Passage shown:

Predicting Subjects From Articles Supervised

Written and developed by Eric Detjen

This repository contains a machine-learning model that classifies articles into different subjects. The model uses article meta-data sourced from arXiv's condensed matter physics articles( The project leverages a variety of techniques, including TF-IDF for text feature extraction, date feature extraction, and Random Forest Classifier for model training. Experiment logging and tracking are handled using the Capital One open-source framework, Rubicon-ML.

For ease of viewing, I have included the model.ipynb file in the README here. If desired, this and all other files are available in this repo.

Table of Contents

  1. Initialize Rubicon and Project
  2. Read and Adjust Data
  3. Feature Extraction
  4. Data Preparation
  5. Model Training
  6. Logging
  7. Saving
  8. Model Evaluation
  9. Results Summary
  10. Accuracy
from sklearn.feature_extraction.text import TfidfVectorizer
from sklearn.preprocessing import LabelEncoder
from scipy.sparse import hstack
from sklearn.ensemble import RandomForestClassifier
from collections import defaultdict
from joblib import dump
import pandas as pd
from IPython.display import display
from rubicon_ml import Rubicon
from datetime import datetime
import json
from colorama import Fore, Style
from dateutil.relativedelta import relativedelta
import csv
from sklearn.model_selection import train_test_split
from sklearn.metrics import accuracy_score, confusion_matrix, classification_report

Initialize Rubicon and Project

We initialize Rubicon for logging and create a project for Article Classification.

rubicon = Rubicon(persistence="filesystem", root_dir="./rubicon-root")
project = rubicon.get_or_create_project("Article Classification")

# Log the experiment
experiment = project.log_experiment(
    model_name="Random Forest",
    tags=["text classification", "NLP"]

Read and Adjust Data

Read the data

we will test the accuracy by comparing using 80% of the train data to train and then for the last 20% removing the subjects and comparing the models results on that against the true subject data for the same 20%

with open("train.json", "r") as file:
    data = json.load(file)

with open("test.json", "r") as file:
    final_test_data = json.load(file)

# Split the data into 80% for training and 20% for testing
train_data, test_data = train_test_split(data, test_size=0.2, random_state=42)

Feature Extraction

We extract features using TF-IDF for article abstracts and titles and also extract date features.

The TF-IDF is key here since it will yield a higher rating for words that are frequent in the specific text it is analyzing yet rare across all documents. This allows the model to focus on the words that are important and not common words like “and” or “the”.

max_features_abstract = 1000
stop_words = 'english'
max_features_title = 500
# Extracting month and year from the date for both train and test data
def extract_date_features(data):
    months = []
    years = []
    for article in data:
        article_date = datetime.strptime(article['date'], '%Y-%m-%dT%H:%M:%S.%fZ')
    return months, years

# Initialize the vectorizers and the label encoder
vectorizer_abstract = TfidfVectorizer(max_features= max_features_abstract, stop_words='english')
vectorizer_title = TfidfVectorizer(max_features= max_features_title, stop_words='english')
label_encoder = LabelEncoder()

# Extract date features for train and test data
train_months, train_years = extract_date_features(train_data)

Objective A: According to the README, which open-source framework handles experiment logging and tracking?
Objective B: Using the README's own explanation, state why TF-IDF is considered key to the feature extraction.
Objective C: Output the portion of the README between "we will test" and "extract date features.", inclusive.
The data that comes next has no connection to the README.

Dataset rows:

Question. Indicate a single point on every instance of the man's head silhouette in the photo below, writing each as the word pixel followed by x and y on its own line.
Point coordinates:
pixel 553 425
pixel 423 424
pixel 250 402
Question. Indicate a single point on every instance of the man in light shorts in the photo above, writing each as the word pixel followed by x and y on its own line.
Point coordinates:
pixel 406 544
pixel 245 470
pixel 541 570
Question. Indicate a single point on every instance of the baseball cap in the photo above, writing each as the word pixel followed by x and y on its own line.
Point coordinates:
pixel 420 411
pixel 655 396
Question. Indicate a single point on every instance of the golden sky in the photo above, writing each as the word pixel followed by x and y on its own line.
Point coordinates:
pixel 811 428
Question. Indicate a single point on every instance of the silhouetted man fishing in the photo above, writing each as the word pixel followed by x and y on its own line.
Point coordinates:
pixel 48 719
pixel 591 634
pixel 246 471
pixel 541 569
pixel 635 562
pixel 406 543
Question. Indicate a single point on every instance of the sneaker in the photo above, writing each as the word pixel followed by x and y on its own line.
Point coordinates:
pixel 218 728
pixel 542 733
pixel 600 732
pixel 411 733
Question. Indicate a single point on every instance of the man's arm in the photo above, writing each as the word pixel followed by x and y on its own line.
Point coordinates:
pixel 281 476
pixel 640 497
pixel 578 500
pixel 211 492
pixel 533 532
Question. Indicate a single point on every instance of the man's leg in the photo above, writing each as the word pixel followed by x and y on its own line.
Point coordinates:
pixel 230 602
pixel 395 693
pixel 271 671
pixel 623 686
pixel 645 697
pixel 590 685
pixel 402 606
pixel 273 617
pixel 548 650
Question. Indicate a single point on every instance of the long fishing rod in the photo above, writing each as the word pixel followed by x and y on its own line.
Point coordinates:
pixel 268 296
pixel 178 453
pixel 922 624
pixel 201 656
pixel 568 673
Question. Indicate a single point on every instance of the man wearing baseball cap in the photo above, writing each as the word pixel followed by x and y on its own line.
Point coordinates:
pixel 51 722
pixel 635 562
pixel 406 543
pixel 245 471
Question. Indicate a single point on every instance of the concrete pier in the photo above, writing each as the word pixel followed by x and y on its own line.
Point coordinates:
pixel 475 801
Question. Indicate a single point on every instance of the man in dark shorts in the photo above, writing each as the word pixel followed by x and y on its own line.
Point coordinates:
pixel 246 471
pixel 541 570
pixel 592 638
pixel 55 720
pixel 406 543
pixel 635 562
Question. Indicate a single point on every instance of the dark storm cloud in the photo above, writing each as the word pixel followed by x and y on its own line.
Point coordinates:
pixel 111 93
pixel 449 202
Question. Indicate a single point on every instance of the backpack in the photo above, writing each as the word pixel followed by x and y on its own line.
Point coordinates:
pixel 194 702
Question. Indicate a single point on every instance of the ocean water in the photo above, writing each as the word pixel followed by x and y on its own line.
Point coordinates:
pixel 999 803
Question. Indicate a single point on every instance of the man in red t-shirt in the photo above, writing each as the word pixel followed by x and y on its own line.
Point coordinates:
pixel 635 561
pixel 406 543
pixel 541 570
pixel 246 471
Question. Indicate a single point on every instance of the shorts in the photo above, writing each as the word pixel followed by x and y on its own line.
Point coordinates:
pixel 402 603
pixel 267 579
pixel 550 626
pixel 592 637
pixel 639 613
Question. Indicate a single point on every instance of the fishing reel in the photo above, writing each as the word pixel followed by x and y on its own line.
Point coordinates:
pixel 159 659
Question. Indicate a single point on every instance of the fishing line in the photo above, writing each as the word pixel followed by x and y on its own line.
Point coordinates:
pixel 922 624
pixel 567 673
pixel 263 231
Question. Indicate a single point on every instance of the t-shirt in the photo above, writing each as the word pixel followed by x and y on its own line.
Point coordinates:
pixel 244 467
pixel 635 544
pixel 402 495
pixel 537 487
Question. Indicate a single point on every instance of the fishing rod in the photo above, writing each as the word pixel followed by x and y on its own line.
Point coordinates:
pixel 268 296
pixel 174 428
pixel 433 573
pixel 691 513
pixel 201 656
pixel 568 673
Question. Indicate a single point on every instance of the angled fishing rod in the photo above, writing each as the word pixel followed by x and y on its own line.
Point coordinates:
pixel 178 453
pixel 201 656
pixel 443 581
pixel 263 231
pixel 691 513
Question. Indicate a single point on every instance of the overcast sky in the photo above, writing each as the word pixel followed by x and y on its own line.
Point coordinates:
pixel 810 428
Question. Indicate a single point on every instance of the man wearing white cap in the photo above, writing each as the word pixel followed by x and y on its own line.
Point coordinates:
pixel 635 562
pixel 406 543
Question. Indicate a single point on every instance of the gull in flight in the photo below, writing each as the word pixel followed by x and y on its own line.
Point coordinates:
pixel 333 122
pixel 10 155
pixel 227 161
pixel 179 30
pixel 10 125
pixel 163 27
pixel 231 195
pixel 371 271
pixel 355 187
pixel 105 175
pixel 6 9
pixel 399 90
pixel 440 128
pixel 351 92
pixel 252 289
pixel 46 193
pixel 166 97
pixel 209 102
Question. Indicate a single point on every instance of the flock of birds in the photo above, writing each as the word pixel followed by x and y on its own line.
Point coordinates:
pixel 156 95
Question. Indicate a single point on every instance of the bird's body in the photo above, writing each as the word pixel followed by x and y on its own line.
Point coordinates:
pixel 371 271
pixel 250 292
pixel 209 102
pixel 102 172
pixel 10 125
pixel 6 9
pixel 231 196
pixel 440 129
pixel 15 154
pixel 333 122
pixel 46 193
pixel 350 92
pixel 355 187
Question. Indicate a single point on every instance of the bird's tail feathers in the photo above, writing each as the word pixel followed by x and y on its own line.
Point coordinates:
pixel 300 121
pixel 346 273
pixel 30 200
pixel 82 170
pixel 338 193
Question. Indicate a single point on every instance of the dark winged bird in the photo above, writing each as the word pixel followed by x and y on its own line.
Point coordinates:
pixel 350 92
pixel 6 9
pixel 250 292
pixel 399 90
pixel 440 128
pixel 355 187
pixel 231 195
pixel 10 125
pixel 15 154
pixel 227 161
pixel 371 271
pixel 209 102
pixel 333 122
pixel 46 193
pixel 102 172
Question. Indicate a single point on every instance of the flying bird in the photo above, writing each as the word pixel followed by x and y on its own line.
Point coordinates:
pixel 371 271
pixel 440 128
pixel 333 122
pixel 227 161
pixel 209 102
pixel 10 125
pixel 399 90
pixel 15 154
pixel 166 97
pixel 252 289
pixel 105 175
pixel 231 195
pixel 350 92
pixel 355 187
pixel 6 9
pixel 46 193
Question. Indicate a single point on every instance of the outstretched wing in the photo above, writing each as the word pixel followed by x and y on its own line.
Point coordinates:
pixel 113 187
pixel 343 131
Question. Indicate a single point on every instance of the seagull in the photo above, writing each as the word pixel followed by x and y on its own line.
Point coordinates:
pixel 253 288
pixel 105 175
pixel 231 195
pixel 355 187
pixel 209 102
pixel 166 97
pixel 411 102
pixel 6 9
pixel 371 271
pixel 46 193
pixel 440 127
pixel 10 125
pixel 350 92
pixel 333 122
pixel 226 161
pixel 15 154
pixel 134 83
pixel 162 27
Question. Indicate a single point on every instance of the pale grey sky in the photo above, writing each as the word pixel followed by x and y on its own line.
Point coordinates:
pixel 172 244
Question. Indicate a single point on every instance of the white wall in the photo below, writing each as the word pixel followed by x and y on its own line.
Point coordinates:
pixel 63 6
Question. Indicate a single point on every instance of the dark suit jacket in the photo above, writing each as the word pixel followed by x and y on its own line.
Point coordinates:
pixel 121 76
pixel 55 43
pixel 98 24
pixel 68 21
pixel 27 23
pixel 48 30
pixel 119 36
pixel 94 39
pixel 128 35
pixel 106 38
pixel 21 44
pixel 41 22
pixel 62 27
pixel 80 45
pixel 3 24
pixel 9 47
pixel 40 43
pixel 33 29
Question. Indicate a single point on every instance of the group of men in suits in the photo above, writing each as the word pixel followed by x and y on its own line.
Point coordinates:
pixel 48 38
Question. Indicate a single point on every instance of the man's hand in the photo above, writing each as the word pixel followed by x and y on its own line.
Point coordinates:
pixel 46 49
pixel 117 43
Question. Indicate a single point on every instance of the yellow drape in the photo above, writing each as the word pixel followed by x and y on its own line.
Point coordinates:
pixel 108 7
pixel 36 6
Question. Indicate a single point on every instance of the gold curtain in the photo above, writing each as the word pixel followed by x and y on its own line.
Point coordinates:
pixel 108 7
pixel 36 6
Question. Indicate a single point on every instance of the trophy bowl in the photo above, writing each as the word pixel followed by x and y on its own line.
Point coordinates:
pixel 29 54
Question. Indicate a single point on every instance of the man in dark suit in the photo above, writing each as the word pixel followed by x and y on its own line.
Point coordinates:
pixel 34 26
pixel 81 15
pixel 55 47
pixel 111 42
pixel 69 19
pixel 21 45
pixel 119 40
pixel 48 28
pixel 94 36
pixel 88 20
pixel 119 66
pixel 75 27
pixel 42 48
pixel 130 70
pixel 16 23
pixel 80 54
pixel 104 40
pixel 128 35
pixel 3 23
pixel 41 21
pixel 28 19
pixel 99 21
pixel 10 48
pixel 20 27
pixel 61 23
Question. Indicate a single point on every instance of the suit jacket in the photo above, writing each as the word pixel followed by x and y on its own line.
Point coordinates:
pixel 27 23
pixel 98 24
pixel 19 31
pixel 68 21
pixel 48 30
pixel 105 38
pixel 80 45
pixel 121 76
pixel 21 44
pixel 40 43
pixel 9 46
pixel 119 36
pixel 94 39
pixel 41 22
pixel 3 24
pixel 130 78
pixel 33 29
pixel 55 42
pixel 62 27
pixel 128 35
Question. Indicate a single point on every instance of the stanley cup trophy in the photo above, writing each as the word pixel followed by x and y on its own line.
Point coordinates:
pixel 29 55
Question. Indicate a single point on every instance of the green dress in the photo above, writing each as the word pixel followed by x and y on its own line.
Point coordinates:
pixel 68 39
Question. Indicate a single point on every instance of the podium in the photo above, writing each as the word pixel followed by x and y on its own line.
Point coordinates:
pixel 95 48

Problem solution A: Rubicon-ML, an open-source framework from Capital One.

Problem solution B: TF-IDF gives a higher rating to words that are frequent in the specific text being analyzed but rare across all documents. This lets the model focus on important words rather than common words such as "and" or "the".

Problem solution C:
we will test the accuracy by comparing using 80% of the train data to train and then for the last 20% removing the subjects and comparing the models results on that against the true subject data for the same 20%

with open("train.json", "r") as file:
    data = json.load(file)

with open("test.json", "r") as file:
    final_test_data = json.load(file)

# Split the data into 80% for training and 20% for testing
train_data, test_data = train_test_split(data, test_size=0.2, random_state=42)

Feature Extraction

We extract features using TF-IDF for article abstracts and titles and also extract date features.